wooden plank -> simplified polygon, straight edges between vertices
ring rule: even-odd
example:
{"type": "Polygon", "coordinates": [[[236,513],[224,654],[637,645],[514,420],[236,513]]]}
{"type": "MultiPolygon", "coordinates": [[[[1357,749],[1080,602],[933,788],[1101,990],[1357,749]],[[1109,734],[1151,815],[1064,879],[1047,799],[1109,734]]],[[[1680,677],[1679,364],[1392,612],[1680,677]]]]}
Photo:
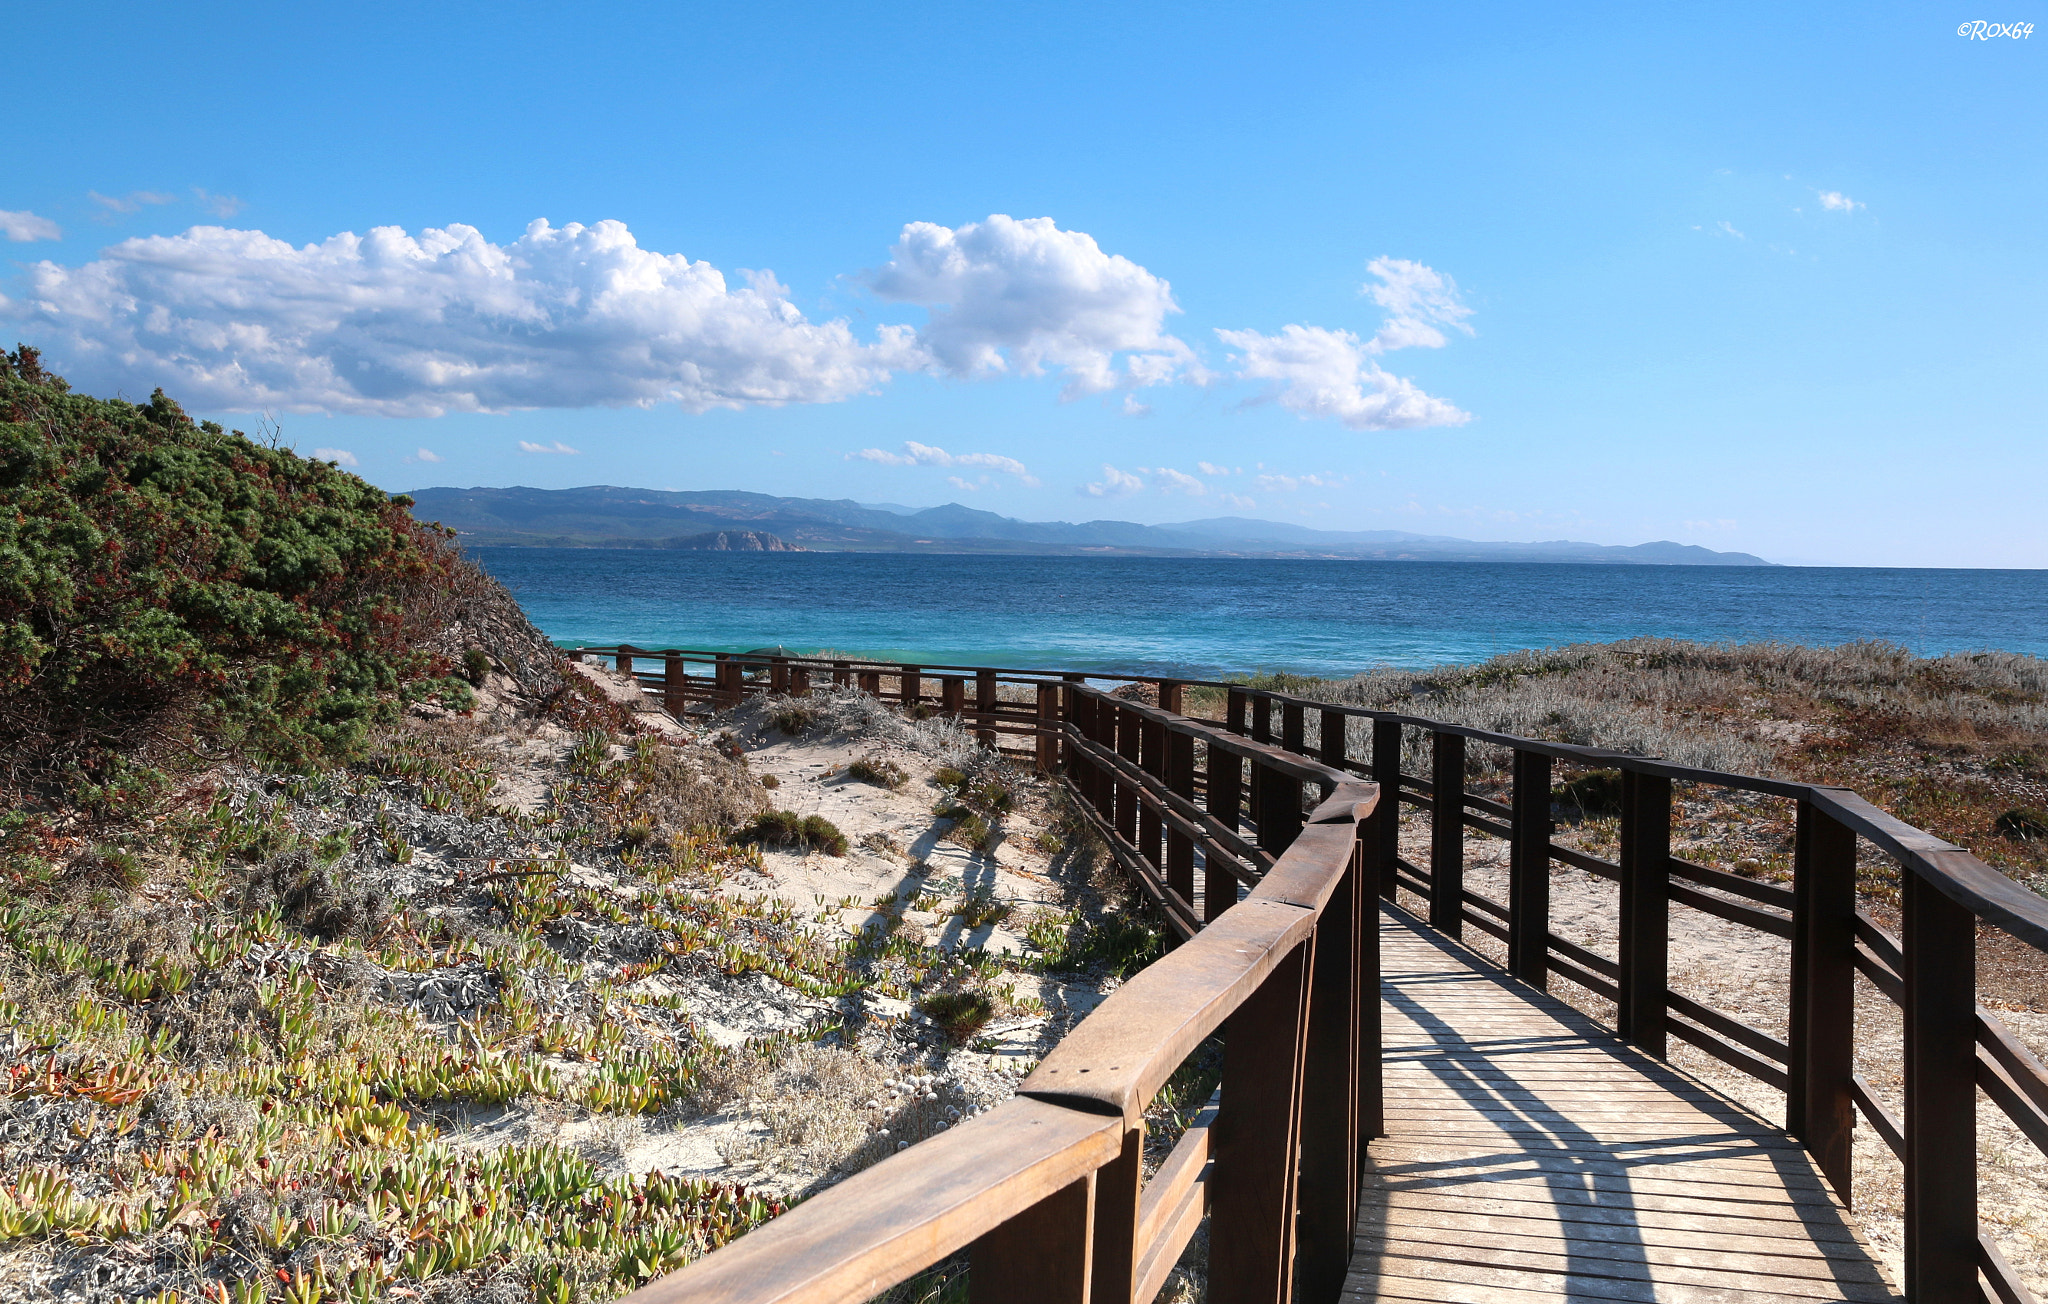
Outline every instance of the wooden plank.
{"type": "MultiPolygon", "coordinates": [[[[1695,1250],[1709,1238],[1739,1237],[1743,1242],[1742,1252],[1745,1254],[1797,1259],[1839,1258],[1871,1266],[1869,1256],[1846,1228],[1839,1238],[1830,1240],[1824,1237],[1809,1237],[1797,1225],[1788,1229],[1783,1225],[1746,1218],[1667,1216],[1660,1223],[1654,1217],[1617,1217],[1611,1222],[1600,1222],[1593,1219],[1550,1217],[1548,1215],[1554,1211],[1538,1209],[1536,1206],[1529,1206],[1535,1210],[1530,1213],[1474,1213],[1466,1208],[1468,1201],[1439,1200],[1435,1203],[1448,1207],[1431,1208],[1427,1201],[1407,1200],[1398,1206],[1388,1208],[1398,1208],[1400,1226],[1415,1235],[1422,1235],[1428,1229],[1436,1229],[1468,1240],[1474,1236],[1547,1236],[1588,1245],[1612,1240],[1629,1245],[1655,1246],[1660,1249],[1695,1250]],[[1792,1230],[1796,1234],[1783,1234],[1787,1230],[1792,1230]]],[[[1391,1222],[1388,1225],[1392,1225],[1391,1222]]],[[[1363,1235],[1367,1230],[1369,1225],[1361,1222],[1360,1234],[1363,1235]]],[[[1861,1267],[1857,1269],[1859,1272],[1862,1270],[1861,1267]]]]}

• _WHAT TO DO_: Output each record verbatim, but skip anything that is a picture.

• _SOLVED EXERCISE_:
wooden plank -> simplified polygon, straight edges between vertices
ring rule: even-odd
example:
{"type": "Polygon", "coordinates": [[[236,513],[224,654],[637,645],[514,420],[236,513]]]}
{"type": "MultiPolygon", "coordinates": [[[[1357,749],[1080,602],[933,788],[1101,990],[1357,749]],[[1109,734],[1151,815],[1064,879],[1047,799],[1109,734]]],[[[1680,677],[1679,364],[1392,612],[1680,677]]]]}
Photo:
Outline every instance of the wooden plank.
{"type": "MultiPolygon", "coordinates": [[[[1695,1250],[1709,1238],[1739,1237],[1743,1242],[1742,1252],[1745,1254],[1797,1259],[1839,1258],[1871,1266],[1869,1256],[1846,1228],[1839,1238],[1830,1240],[1824,1237],[1809,1237],[1797,1225],[1788,1229],[1783,1225],[1746,1218],[1667,1216],[1660,1223],[1654,1217],[1617,1217],[1611,1222],[1600,1222],[1593,1219],[1550,1217],[1548,1215],[1554,1211],[1538,1209],[1536,1206],[1529,1206],[1535,1210],[1530,1213],[1474,1213],[1466,1208],[1468,1201],[1439,1200],[1435,1203],[1448,1207],[1431,1208],[1427,1201],[1407,1200],[1398,1206],[1388,1208],[1398,1208],[1400,1226],[1415,1235],[1422,1235],[1428,1229],[1436,1229],[1468,1240],[1474,1236],[1547,1236],[1588,1245],[1612,1240],[1629,1245],[1655,1246],[1660,1249],[1695,1250]],[[1792,1230],[1796,1234],[1783,1234],[1787,1230],[1792,1230]]],[[[1391,1222],[1388,1225],[1392,1225],[1391,1222]]],[[[1363,1235],[1367,1230],[1369,1225],[1361,1222],[1360,1234],[1363,1235]]],[[[1861,1267],[1857,1269],[1859,1272],[1862,1270],[1861,1267]]]]}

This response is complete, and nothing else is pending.